Return everything from "- Publisher: Jordan" down to "a Torstar division." in the Toronto Star profile below, copied word for word.

— Selected extract —

━━━

Toronto Star
- Front page of the January 23, 2013, edition of the Toronto Star
- Type: Daily newspaper
- Format: Broadsheet
- Owner: Toronto Star Newspapers Ltd. (subsidiary of Torstar)
- Publisher: Jordan Bitove
- Editor: Nicole MacIntyre
- Founded: 1892; 134 years ago (as Evening Star)
- Political alignment: Social liberalism
- Headquarters: 8 Spadina Avenue Toronto, Ontario M5V 0S8
- ISSN: 0319-0781
- OCLC number: 137342540
- Website: www.thestar.com

= Toronto Star =

Canadian broadsheet daily newspaper

The Toronto Star is a Canadian English-language broadsheet daily newspaper. It is owned by Torstar Corporation, previously a publicly traded company from 1958 until it was acquired by private investment firm NordStar Capital LP in 2020. The newspaper is operated by Daily News Brands, a Torstar division.

━━━

— Input data —
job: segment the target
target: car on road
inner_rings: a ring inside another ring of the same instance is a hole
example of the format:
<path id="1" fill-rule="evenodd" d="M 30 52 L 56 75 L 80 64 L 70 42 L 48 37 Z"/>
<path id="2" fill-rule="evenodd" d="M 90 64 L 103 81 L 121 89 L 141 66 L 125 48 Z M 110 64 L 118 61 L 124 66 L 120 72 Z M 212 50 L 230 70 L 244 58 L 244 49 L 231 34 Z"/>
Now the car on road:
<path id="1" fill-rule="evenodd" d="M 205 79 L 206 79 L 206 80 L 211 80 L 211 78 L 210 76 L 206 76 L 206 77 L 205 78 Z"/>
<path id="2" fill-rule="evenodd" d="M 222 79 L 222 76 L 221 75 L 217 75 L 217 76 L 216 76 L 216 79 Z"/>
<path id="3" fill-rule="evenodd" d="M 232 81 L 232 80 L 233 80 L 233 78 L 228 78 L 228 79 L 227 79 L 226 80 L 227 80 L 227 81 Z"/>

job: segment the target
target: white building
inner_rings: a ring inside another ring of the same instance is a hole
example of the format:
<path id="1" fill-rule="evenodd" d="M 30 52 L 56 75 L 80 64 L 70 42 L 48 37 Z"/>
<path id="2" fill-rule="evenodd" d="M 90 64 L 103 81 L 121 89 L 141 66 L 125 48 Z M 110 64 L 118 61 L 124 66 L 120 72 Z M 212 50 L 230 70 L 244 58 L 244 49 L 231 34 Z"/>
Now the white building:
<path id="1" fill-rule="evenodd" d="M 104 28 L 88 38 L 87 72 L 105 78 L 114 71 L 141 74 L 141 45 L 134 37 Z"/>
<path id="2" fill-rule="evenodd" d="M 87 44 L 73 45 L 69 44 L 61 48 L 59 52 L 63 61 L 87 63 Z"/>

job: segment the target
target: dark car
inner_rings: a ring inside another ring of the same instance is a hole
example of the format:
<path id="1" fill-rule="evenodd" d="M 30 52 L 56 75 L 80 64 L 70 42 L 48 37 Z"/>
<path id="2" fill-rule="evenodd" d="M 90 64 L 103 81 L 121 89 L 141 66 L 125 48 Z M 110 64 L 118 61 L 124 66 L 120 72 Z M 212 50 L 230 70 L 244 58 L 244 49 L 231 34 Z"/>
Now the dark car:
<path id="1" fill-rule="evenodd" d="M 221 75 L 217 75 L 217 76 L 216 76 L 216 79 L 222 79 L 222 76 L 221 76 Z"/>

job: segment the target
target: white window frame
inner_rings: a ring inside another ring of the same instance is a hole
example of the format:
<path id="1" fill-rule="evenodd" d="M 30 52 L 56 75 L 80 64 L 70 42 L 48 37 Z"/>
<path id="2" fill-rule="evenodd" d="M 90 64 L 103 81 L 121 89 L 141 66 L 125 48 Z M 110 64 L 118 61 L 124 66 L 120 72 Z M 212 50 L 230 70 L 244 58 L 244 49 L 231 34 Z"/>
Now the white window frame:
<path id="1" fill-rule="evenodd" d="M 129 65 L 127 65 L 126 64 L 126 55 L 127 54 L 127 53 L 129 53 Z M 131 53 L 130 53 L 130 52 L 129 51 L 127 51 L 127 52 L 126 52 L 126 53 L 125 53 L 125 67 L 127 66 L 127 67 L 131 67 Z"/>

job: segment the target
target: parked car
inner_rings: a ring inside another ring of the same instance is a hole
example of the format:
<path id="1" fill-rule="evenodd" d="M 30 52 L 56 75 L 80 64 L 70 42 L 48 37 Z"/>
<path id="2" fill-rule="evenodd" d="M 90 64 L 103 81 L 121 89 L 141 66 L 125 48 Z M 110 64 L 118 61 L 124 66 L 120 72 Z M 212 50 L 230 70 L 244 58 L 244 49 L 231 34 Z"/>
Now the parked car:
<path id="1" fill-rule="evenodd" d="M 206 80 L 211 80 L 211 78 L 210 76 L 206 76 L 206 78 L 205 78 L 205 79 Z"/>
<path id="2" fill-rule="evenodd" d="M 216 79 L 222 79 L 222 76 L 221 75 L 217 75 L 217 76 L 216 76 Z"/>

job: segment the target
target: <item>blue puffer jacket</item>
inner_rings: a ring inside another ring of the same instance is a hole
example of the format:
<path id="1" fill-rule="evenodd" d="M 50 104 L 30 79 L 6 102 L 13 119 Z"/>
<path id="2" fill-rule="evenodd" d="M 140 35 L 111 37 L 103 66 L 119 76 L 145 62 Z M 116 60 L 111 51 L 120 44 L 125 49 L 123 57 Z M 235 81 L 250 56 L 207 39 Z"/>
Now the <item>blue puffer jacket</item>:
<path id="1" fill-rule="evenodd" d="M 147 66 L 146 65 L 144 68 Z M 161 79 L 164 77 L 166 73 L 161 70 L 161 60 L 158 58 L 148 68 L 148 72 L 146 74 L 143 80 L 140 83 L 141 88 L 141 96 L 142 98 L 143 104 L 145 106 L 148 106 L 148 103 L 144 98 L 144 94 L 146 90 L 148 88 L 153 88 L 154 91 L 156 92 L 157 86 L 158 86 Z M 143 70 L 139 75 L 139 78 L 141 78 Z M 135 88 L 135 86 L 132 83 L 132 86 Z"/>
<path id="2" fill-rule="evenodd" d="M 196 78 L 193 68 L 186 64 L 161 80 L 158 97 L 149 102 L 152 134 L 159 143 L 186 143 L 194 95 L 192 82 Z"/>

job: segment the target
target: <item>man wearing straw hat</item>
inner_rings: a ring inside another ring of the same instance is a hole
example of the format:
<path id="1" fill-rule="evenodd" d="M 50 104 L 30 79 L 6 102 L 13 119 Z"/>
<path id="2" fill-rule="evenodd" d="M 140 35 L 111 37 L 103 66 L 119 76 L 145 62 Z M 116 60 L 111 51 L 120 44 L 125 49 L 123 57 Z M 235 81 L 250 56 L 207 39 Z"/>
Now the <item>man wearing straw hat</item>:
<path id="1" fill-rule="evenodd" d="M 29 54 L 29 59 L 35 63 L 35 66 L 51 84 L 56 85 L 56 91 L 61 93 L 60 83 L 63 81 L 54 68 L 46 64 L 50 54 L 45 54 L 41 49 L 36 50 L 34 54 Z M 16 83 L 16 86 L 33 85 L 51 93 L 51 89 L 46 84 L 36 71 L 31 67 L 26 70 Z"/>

━━━

— Solution to the problem —
- Publisher: Jordan Bitove
- Editor: Nicole MacIntyre
- Founded: 1892; 134 years ago (as Evening Star)
- Political alignment: Social liberalism
- Headquarters: 8 Spadina Avenue Toronto, Ontario M5V 0S8
- ISSN: 0319-0781
- OCLC number: 137342540
- Website: www.thestar.com

= Toronto Star =

Canadian broadsheet daily newspaper

The Toronto Star is a Canadian English-language broadsheet daily newspaper. It is owned by Torstar Corporation, previously a publicly traded company from 1958 until it was acquired by private investment firm NordStar Capital LP in 2020. The newspaper is operated by Daily News Brands, a Torstar division.